Am Bundesverwaltungsgericht wird am Mittwoch ein Grundsatzurteil zur umstrittenen Vorratsdatenspeicherung erwartet. Die Leipziger Richter verhandeln ab 10.00 Uhr über die Revisionen gegen zwei Urteile des Verwaltungsgerichts Köln. Dieses hatte entschieden, dass die Speicherpflicht gegen Unionsrecht verstoße und die Kläger – einen Internetprovider und einen Telefonanbieter – von der Pflicht zur Datenspeicherung befreit. Wird das so bestätigt, könnte es das Aus für die Datensammelei bedeuten. Mit einem Urteil wird noch im Laufe des Tages gerechnet. (BVerwG 6 C 12.18 und 6 C 13.18)

Unter Vorratsdatenspeicherung versteht man die flächendeckende, anlasslose Erfassung von Telefon- und Internetdaten der Nutzer. Sie wurde als Reaktion auf Terroranschläge eingeführt. Das Telekommunikationsgesetz (TKG) aus dem Jahr 2015 verpflichtet Internetprovider und Telefonanbieter zum Erfassen der Daten, zum Beispiel IP-Adressen und Rufnummern. Die Sammlung soll den Ermittlungsbehörden auch helfen, schwere Verbrechen aufzuklären. Allerdings hatte die Datenspeicherung schon mehrfach vor Gerichten keinen Bestand. 2016 entschied der Europäische Gerichtshof (EuGH), dass eine Vorratsdatenspeicherung in diesem Ausmaß gegen Grundrechte verstößt und unzulässig ist.

AUFGABE: Gib aus dem Text zur Vorratsdatenspeicherung die Stelle wortgetreu wieder, die mit „Unter Vorratsdatenspeicherung versteht“ anfängt und bis einschließlich „und unzulässig ist.“ geht.

AUSZUG DER AUFLISTUNG:
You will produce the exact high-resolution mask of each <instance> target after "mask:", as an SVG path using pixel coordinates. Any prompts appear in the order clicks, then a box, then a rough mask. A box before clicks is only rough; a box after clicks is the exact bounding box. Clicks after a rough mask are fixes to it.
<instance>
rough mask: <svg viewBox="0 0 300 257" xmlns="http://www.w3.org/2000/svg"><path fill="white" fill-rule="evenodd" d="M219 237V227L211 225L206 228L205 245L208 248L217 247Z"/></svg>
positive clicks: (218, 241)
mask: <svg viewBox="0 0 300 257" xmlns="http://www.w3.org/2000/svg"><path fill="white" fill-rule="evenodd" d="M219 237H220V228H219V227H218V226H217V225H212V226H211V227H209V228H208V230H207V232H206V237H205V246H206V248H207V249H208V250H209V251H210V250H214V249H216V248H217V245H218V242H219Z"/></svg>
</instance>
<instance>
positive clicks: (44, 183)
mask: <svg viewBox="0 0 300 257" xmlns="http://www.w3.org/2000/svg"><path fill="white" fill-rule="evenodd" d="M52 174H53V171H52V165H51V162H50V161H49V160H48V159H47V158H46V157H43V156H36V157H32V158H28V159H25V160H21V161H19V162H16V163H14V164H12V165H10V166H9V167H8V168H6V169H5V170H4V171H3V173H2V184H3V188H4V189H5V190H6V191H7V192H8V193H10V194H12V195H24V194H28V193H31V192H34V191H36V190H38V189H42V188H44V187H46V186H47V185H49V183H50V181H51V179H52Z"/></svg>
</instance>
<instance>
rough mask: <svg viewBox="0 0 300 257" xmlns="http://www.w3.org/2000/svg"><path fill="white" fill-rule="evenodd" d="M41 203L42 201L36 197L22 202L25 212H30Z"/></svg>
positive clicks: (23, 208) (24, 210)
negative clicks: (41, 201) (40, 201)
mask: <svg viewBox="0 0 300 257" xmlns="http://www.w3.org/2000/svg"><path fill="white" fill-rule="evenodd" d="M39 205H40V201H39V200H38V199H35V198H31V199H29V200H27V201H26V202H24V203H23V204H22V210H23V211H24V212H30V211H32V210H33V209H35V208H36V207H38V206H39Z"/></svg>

ANTWORT:
Unter Vorratsdatenspeicherung versteht man die flächendeckende, anlasslose Erfassung von Telefon- und Internetdaten der Nutzer. Sie wurde als Reaktion auf Terroranschläge eingeführt. Das Telekommunikationsgesetz (TKG) aus dem Jahr 2015 verpflichtet Internetprovider und Telefonanbieter zum Erfassen der Daten, zum Beispiel IP-Adressen und Rufnummern. Die Sammlung soll den Ermittlungsbehörden auch helfen, schwere Verbrechen aufzuklären. Allerdings hatte die Datenspeicherung schon mehrfach vor Gerichten keinen Bestand. 2016 entschied der Europäische Gerichtshof (EuGH), dass eine Vorratsdatenspeicherung in diesem Ausmaß gegen Grundrechte verstößt und unzulässig ist.